_Task to carry out_
Wherever "coords" turns up in a line of the entries below, that line counts. Say how many such lines there are, with no other words.

(Collected data entries)
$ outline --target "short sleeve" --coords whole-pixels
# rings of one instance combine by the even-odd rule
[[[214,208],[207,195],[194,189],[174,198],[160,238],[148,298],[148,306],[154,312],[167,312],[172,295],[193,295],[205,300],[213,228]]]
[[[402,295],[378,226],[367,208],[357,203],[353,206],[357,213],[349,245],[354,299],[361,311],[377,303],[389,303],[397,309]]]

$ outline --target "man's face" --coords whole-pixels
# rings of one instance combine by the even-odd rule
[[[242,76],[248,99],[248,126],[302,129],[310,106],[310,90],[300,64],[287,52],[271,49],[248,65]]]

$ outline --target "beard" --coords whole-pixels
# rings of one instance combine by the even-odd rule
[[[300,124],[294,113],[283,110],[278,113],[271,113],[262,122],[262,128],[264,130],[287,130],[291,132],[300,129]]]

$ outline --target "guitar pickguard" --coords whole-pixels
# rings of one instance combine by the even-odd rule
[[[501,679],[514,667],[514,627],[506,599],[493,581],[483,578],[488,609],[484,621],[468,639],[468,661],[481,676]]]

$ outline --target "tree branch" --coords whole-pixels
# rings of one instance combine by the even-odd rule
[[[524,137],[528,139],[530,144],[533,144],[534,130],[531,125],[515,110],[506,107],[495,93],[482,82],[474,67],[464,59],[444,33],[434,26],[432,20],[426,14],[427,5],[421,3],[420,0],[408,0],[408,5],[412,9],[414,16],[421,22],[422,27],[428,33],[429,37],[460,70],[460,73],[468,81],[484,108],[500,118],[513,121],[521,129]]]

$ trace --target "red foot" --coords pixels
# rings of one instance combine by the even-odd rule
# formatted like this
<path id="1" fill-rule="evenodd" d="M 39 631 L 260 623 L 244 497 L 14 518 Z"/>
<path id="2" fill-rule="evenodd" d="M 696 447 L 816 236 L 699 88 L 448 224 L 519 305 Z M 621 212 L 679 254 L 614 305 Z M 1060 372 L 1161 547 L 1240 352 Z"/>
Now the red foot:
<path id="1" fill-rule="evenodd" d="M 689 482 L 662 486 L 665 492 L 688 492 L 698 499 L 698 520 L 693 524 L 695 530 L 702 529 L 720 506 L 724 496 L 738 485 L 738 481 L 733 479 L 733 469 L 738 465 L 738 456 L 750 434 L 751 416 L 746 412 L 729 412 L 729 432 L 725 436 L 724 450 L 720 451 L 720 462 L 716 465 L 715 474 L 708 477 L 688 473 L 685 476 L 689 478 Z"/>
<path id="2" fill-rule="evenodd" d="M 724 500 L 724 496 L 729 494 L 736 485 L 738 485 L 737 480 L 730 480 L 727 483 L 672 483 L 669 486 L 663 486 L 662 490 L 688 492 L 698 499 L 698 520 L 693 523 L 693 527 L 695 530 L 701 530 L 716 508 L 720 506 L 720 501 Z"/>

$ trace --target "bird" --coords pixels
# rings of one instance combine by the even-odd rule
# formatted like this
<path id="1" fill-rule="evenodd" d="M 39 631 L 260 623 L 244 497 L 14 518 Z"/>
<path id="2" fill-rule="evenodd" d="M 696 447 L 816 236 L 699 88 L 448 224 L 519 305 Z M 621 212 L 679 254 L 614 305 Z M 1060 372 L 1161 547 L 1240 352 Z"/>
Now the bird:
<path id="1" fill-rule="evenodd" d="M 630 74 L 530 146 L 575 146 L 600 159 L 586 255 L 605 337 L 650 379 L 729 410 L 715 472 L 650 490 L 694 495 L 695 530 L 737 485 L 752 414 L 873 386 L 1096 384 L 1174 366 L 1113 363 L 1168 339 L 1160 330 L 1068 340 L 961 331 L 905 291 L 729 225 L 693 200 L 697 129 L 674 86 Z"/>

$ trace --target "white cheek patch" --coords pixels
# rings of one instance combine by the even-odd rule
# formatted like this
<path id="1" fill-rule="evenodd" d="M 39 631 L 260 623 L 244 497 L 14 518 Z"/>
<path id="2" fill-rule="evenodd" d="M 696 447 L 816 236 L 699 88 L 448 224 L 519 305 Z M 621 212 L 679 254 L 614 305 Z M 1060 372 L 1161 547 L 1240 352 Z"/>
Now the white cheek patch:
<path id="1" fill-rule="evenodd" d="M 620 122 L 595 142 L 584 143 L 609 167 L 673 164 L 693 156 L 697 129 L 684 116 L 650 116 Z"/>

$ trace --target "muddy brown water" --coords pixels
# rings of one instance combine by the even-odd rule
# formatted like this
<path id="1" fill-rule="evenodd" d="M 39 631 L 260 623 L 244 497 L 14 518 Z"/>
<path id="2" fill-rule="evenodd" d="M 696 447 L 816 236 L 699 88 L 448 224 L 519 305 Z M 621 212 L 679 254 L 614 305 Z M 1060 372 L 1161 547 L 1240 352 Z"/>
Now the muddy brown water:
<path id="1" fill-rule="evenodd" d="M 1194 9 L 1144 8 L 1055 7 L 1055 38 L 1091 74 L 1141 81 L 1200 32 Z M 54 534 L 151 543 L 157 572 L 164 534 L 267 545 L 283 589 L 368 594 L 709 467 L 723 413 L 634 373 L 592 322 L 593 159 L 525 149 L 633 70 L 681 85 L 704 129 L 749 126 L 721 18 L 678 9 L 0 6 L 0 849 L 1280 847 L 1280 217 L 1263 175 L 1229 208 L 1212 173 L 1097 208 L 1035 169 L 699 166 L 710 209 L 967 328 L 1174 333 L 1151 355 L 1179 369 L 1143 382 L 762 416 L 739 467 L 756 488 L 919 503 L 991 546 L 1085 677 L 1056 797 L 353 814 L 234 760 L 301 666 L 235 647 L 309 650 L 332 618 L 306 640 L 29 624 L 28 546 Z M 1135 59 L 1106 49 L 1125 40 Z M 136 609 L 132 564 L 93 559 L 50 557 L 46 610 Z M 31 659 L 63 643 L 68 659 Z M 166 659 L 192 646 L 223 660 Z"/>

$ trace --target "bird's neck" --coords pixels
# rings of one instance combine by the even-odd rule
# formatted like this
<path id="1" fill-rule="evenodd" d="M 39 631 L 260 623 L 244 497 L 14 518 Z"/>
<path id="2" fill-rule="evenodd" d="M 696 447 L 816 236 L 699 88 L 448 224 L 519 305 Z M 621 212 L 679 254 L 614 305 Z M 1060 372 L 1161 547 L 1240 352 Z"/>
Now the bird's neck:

_Task solution_
10